--- BRANO DA LEGGERE ---

____________________

Quando il gioco si fa duro


 D'accordo, d'accordo...

... Big Pharma non è fatta da stinchi di santo e quando ti dicono è per i costi della ricerca che mettono ai farmaci prezzi da capogiro, sai che è una gran bella scusa per dei guadagni a dir poco vergognosi. Però la ricerca la fanno, e alle volte hanno anche dei risultati -magari per una botta di fortuna ma li hanno.

Nel 1989 in Inghilterra, un gruppo di ricercatori della Pfizer sintetizzò un composto (Sildenafil UK-92.480) studiato per essere impiegato come cura contro l'ipertensione e l'angina pectoris. I successivi test clinici condotti a Swansea furono però un flop totale e i test vennero interrotti. Soldi e tempo buttati, pensò Ian Osterloh, capo del team di ricerca, ma dovette ricredersi quando i soggetti su cui era stato sperimentato il farmaco nonostante la dimostrata inutilità protestarono vivamente e dissero che no, non se ne parlava neanche di  interrompere la "cura"! 

Il motivo? Per via degli effetti collaterali, anzi per via di uno specifico effetto particolare, quello di provocare ai maschietti erezioni più dure, più forti e di maggior durata. Così i marpioni della Pfizer lasciarono perdere ipertensione ed angina pectoris e commercializzarono il farmaco per tutt'altro scopo: era nato il Viagra.

____________________

--- ESTRATTI DI DATI ---
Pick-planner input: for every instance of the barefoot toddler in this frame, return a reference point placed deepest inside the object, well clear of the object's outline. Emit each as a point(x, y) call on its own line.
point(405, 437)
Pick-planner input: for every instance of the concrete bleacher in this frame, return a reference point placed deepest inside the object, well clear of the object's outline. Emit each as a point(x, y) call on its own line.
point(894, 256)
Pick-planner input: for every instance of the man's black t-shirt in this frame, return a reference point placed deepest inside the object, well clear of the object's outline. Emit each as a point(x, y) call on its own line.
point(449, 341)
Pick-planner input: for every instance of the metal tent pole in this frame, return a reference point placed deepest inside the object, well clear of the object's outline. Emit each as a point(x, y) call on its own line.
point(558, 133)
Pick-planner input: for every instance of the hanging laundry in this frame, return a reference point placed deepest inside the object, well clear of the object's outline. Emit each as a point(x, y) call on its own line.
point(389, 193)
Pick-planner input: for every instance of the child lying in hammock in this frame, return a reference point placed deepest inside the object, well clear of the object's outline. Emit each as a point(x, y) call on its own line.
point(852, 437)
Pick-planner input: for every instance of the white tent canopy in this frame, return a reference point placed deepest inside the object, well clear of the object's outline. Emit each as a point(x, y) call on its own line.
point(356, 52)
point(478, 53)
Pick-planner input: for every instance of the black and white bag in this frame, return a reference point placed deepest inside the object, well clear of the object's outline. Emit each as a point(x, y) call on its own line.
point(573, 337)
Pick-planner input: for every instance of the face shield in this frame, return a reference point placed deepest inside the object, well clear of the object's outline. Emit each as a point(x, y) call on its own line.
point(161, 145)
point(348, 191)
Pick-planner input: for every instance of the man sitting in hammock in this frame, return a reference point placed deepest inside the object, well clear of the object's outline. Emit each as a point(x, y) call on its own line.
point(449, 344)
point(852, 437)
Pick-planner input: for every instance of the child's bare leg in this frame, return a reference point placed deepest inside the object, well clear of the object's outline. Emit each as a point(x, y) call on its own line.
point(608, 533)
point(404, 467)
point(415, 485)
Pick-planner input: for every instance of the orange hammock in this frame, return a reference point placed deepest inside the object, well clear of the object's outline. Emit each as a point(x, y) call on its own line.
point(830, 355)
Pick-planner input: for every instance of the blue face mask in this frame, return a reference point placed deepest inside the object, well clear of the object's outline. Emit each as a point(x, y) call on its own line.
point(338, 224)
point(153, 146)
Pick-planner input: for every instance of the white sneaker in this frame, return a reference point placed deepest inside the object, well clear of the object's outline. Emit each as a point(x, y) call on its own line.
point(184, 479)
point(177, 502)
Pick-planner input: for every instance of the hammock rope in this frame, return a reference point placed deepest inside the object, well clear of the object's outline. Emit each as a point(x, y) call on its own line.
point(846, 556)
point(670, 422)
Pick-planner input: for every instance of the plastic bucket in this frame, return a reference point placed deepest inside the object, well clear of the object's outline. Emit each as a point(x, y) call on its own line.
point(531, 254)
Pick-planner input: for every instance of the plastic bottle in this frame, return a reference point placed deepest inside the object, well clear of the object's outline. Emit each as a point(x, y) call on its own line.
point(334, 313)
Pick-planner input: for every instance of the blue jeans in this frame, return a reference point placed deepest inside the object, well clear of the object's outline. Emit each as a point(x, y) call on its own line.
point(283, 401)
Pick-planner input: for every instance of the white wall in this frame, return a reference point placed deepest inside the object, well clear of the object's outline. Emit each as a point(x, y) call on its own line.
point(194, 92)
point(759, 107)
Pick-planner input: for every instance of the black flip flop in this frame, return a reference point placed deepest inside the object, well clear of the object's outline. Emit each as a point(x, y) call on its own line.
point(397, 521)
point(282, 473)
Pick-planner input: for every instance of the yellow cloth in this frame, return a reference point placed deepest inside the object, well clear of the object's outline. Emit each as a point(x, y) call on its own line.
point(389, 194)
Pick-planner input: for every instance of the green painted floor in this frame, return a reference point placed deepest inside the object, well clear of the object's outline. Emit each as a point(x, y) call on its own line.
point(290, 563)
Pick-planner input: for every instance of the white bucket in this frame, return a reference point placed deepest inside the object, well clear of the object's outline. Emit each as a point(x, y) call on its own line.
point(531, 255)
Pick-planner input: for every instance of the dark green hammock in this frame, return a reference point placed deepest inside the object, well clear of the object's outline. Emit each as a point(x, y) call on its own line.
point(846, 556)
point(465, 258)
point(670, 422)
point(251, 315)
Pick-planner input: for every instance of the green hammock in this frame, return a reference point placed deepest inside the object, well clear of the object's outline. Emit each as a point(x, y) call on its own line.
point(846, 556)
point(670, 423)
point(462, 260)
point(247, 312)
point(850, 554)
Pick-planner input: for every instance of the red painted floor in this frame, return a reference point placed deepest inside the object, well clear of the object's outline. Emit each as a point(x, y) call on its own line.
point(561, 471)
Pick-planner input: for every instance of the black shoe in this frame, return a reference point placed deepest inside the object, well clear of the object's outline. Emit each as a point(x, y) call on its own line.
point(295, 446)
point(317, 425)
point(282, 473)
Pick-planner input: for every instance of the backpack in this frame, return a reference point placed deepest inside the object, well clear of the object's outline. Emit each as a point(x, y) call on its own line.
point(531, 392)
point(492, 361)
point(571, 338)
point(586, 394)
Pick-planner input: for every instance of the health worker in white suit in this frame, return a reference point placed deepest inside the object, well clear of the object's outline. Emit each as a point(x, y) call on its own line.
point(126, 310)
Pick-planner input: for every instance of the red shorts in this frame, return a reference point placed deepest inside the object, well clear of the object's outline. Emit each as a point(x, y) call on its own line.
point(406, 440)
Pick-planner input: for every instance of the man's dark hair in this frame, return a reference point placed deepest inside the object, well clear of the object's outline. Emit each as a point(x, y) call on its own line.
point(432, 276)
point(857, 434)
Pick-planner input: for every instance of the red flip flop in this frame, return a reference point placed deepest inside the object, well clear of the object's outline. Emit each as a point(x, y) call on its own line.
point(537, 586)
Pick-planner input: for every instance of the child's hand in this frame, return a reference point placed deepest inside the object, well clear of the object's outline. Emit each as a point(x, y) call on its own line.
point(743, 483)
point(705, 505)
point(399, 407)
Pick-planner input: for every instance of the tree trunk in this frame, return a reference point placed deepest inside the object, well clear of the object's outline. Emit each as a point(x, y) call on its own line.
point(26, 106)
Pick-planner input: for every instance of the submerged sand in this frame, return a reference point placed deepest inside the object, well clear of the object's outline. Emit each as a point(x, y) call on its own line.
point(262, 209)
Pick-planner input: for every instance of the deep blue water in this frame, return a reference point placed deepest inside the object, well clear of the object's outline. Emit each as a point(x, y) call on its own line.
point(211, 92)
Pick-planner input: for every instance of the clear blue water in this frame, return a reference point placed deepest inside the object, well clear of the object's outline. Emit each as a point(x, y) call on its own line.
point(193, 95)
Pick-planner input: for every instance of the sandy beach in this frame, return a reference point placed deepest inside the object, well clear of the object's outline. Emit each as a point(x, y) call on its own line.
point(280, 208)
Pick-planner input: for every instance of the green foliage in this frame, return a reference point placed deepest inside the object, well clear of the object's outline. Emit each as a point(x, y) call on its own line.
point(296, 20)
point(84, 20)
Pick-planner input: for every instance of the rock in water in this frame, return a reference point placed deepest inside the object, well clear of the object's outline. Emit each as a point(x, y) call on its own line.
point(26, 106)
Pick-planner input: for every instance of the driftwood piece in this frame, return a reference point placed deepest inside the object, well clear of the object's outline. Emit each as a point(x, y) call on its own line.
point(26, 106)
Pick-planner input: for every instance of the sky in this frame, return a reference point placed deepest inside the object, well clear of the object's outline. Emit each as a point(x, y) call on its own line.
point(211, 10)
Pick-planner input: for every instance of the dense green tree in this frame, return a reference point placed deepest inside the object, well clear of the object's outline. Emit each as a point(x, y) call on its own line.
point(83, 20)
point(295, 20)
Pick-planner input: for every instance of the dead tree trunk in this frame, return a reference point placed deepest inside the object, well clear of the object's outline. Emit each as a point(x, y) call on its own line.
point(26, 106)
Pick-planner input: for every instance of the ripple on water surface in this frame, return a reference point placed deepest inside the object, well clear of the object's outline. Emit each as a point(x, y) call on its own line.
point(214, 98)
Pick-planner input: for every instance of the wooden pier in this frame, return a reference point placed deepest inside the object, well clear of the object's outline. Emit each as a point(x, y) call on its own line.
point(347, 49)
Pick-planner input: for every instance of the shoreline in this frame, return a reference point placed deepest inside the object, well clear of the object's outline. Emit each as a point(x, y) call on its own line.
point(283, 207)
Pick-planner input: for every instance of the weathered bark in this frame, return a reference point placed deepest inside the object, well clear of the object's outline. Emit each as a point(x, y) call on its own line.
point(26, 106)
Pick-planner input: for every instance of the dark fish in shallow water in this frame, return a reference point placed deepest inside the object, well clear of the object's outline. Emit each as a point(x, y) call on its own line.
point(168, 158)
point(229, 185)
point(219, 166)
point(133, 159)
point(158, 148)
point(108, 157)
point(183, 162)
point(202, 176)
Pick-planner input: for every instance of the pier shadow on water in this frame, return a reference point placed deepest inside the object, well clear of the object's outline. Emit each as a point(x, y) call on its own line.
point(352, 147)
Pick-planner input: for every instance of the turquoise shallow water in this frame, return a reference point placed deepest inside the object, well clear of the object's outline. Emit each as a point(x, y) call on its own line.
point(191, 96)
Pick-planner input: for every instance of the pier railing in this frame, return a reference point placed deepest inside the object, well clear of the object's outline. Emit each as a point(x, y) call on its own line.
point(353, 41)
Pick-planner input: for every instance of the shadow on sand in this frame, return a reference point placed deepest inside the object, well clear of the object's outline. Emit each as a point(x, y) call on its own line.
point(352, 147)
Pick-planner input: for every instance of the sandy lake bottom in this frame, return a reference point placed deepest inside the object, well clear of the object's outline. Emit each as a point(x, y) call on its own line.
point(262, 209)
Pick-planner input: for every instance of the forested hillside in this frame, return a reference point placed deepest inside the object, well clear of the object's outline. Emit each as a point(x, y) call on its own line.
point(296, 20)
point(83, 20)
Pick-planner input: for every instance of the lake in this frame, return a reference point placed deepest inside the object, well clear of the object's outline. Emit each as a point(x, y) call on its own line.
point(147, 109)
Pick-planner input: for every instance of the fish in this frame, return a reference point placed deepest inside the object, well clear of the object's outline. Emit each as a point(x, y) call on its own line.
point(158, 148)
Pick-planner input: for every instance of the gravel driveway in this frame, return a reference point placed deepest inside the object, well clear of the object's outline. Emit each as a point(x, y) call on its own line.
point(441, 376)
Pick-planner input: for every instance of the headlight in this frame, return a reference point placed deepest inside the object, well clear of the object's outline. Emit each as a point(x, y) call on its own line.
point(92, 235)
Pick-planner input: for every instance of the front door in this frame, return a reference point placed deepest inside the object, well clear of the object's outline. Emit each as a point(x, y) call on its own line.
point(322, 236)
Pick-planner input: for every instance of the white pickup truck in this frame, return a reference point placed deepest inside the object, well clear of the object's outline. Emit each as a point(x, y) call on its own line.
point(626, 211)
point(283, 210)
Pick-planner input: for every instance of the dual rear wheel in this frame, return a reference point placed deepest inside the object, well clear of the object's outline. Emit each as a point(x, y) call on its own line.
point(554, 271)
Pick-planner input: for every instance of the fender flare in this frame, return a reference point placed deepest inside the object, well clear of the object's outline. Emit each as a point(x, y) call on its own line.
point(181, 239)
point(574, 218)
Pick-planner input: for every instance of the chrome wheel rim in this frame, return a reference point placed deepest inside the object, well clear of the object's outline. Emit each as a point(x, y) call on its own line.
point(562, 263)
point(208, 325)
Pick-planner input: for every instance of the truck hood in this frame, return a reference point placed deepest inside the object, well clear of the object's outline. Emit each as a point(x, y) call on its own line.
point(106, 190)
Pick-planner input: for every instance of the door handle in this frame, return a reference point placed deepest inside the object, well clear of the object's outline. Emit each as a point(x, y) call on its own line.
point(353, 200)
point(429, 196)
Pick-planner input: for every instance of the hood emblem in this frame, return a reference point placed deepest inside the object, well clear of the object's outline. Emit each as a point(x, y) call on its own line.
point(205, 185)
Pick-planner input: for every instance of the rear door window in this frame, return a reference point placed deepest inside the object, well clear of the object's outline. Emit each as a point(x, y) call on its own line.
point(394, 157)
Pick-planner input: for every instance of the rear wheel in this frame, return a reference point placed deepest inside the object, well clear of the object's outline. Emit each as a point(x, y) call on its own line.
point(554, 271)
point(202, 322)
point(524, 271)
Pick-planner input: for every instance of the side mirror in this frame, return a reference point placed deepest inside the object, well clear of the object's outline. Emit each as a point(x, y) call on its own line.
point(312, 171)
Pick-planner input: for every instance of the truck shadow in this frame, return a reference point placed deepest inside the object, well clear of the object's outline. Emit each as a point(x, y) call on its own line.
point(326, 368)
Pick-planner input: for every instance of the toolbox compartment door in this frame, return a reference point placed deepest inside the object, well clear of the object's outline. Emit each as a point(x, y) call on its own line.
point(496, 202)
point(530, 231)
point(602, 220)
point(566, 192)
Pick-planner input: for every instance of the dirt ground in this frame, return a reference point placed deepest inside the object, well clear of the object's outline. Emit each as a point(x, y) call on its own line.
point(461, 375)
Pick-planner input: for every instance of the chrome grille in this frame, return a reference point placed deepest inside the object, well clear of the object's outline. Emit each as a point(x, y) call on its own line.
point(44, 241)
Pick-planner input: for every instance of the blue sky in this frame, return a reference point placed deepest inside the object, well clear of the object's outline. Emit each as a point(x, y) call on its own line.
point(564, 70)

____________________

--- OBIETTIVO DEL COMPITO ---
Ricopia per intero il brano sulla scoperta del Viagra, senza cambiare nulla.

--- SOLUZIONE PROPOSTA ---
Quando il gioco si fa duro


 D'accordo, d'accordo...

... Big Pharma non è fatta da stinchi di santo e quando ti dicono è per i costi della ricerca che mettono ai farmaci prezzi da capogiro, sai che è una gran bella scusa per dei guadagni a dir poco vergognosi. Però la ricerca la fanno, e alle volte hanno anche dei risultati -magari per una botta di fortuna ma li hanno.

Nel 1989 in Inghilterra, un gruppo di ricercatori della Pfizer sintetizzò un composto (Sildenafil UK-92.480) studiato per essere impiegato come cura contro l'ipertensione e l'angina pectoris. I successivi test clinici condotti a Swansea furono però un flop totale e i test vennero interrotti. Soldi e tempo buttati, pensò Ian Osterloh, capo del team di ricerca, ma dovette ricredersi quando i soggetti su cui era stato sperimentato il farmaco nonostante la dimostrata inutilità protestarono vivamente e dissero che no, non se ne parlava neanche di  interrompere la "cura"! 

Il motivo? Per via degli effetti collaterali, anzi per via di uno specifico effetto particolare, quello di provocare ai maschietti erezioni più dure, più forti e di maggior durata. Così i marpioni della Pfizer lasciarono perdere ipertensione ed angina pectoris e commercializzarono il farmaco per tutt'altro scopo: era nato il Viagra.